## What to work on
a - In the sceptre comment, which columns does the author say are missing from the covariate matrix?
b - Using the sceptre comment, explain why the author flags some of the genes and gRNAs in the data as a problem.
c - Continue the sceptre comment from its final line.

(Study text begins)

I received your email, thanks. I will get back to you in a few days.

timothy-barry commented 2 years ago

Hi Chang,

We just released a major update to the software. I'd encourage you to take a look at the new (and much simpler) tutorial and have another go.

That being said, I identified a few issues with the data that you sent me:

  1. Some of the genes in your gene_gRNA_pairs are not part of your gene_matrix.
  2. Some of the entries in your gene_gRNA_pairs are duplicated.
  3. Some of your genes and gRNAs have very low (or zero) expression, making them difficult to analyze.
  4. Your covariate matrix is missing columns for log-transformed gene library size and percent mitochondrial reads.

I tried my best to fix these issues and analyze your data. Please see the below script:

library(Matrix)
library(dplyr)
library(magrittr)
library(sceptre)

ex <- readRDS("/Users/timbarry/research_offsite/external/private_screens/sceptre.rds")
gene_matrix <- ex[[1]]
gRNA_matrix <- ex[[2]]
covariate_matrix <- ex[[3]] %>% dplyr::rename("lg_gRNA_ct" = "opl33.nCount_RNA") %>% 
  mutate(lg_gene_ct = log(colSums(gene_matrix)))

(Study text ends)
(Records provided begins)

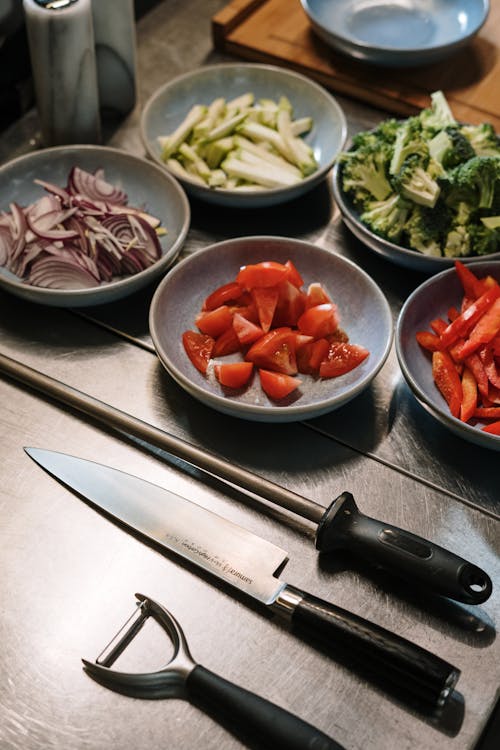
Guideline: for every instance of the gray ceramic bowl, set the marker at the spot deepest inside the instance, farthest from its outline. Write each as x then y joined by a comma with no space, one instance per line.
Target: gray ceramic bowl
166,109
397,34
364,311
145,184
403,256
431,300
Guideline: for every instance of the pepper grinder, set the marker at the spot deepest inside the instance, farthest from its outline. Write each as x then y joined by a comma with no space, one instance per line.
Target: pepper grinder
61,43
115,46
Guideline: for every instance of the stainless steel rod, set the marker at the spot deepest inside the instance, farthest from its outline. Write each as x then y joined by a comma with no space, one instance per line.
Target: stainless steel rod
120,420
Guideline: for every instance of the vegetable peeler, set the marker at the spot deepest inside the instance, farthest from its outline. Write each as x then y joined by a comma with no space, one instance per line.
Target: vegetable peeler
245,713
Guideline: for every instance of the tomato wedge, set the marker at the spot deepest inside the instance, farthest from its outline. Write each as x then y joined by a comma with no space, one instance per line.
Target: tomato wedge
275,351
230,292
277,385
319,321
266,273
341,358
233,374
199,347
215,322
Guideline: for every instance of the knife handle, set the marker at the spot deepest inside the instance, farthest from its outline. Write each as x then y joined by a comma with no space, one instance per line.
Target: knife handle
400,666
405,554
233,706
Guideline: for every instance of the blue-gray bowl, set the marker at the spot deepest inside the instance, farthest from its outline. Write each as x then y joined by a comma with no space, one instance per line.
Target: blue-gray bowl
167,108
430,300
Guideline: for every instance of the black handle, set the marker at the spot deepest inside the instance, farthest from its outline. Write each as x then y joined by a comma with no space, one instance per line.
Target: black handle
404,554
410,672
249,715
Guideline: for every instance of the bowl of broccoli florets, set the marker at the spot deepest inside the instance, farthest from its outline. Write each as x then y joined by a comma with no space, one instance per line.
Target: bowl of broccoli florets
423,191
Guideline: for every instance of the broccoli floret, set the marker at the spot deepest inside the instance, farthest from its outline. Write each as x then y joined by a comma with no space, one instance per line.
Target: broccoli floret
426,228
439,115
474,182
482,138
450,148
415,183
409,142
364,176
457,242
483,239
386,218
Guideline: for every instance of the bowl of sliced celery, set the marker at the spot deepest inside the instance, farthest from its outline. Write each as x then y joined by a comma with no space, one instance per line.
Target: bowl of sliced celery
244,135
423,191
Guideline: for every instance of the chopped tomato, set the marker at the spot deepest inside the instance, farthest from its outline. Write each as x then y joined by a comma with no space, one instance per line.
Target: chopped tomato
291,304
294,276
265,299
199,347
227,343
277,385
319,321
233,374
316,295
246,331
341,358
266,273
311,355
222,295
214,322
275,351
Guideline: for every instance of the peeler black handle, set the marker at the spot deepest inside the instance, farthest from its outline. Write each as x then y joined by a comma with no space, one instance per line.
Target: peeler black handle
404,554
248,715
414,675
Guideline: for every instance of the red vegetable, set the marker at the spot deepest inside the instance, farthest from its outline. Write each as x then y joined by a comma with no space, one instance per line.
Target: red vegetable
276,326
465,354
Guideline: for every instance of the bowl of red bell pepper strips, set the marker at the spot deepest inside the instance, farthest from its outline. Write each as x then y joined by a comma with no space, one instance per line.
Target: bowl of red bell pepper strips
448,347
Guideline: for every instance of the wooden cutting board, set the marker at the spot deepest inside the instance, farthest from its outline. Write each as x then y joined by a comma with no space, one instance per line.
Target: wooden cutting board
279,32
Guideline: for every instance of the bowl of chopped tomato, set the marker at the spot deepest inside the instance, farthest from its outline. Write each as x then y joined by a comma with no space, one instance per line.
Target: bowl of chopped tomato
448,347
270,328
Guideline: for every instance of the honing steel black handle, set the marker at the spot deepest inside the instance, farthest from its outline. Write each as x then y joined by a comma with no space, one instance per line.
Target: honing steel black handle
410,672
255,717
407,555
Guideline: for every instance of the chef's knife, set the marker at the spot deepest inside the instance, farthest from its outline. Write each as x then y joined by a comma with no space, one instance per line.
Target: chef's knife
244,560
340,526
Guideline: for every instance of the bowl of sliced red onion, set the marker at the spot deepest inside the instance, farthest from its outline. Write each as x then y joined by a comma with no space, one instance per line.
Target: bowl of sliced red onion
87,225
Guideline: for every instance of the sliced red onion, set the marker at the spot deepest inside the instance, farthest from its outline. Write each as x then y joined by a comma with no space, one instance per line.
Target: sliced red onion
94,186
79,237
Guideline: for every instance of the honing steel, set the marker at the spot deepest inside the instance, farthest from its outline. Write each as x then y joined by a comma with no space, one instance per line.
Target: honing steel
249,563
247,713
340,526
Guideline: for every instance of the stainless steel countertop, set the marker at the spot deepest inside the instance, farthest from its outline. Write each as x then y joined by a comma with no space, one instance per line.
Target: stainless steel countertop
69,576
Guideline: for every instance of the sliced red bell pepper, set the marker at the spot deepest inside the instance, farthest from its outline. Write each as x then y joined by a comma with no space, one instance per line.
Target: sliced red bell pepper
469,395
493,428
469,317
447,380
428,340
486,328
472,286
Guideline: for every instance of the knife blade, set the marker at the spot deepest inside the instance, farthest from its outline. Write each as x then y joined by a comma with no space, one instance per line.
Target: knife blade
251,564
340,526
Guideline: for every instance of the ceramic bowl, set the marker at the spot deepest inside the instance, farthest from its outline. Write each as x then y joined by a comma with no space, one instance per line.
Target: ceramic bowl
167,108
396,33
431,300
403,256
364,313
146,185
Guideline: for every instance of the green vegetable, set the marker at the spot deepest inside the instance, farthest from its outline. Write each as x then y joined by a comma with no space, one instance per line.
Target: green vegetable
427,182
241,144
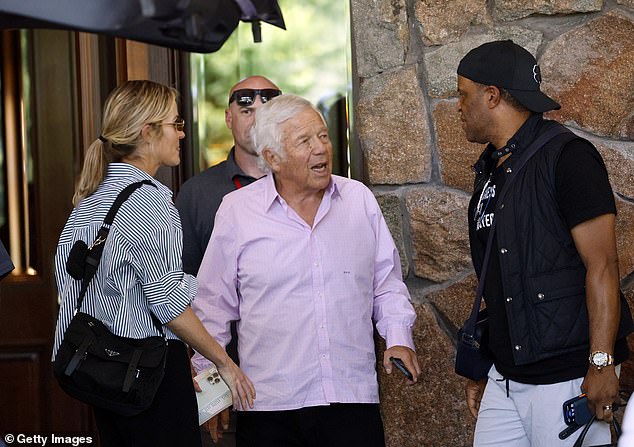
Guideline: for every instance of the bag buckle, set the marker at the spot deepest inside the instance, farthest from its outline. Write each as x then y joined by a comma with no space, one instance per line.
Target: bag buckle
100,240
470,341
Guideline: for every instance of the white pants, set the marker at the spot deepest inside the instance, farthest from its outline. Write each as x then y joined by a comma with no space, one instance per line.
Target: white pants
531,415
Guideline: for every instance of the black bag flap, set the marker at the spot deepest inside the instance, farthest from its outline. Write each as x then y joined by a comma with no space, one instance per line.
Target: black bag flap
75,264
108,346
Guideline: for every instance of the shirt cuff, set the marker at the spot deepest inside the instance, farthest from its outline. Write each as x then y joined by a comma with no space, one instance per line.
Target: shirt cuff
200,363
399,336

(Records provided ends)

## Answers to each task
a - The columns for log-transformed gene library size and percent mitochondrial reads.

b - Some of the genes and gRNAs have very low or zero expression. According to the author, that makes them difficult to analyze.

c -
gene_gRNA_pairs <- ex[[4]] %>% dplyr::filter(gene_id %in% row.names(gene_matrix)) %>%
  distinct()

result <- run_sceptre_high_moi(gene_matrix = gene_matrix,
                               gRNA_matrix = gRNA_matrix,
                               covariate_matrix = covariate_matrix,
                               gene_gRNA_pairs = gene_gRNA_pairs,
                               side = "both")

I also added some checks to the function to protect against the issues present in your data. Still, I think the analysis could be improved considerably. I'd suggest that you try the following:

  1. Download the new version of sceptre
  2. Take a look at the new sceptre tutorial
  3. Check your data to ensure that everything makes sense (e.g., remove duplicate rows in gene_gRNA_pairs, ensure that the gene IDs in gene_gRNA_pairs are a subset of the row names of gene_matrix, etc.)
  4. Include log-transformed gene library size and percent mitochondrial reads in your covariate matrix (step 1 of tutorial)
  5. Group together gRNAs that target the same site (step 2 of tutorial)
  6. Determine the appropriate sidedness of the test (step 4 of tutorial)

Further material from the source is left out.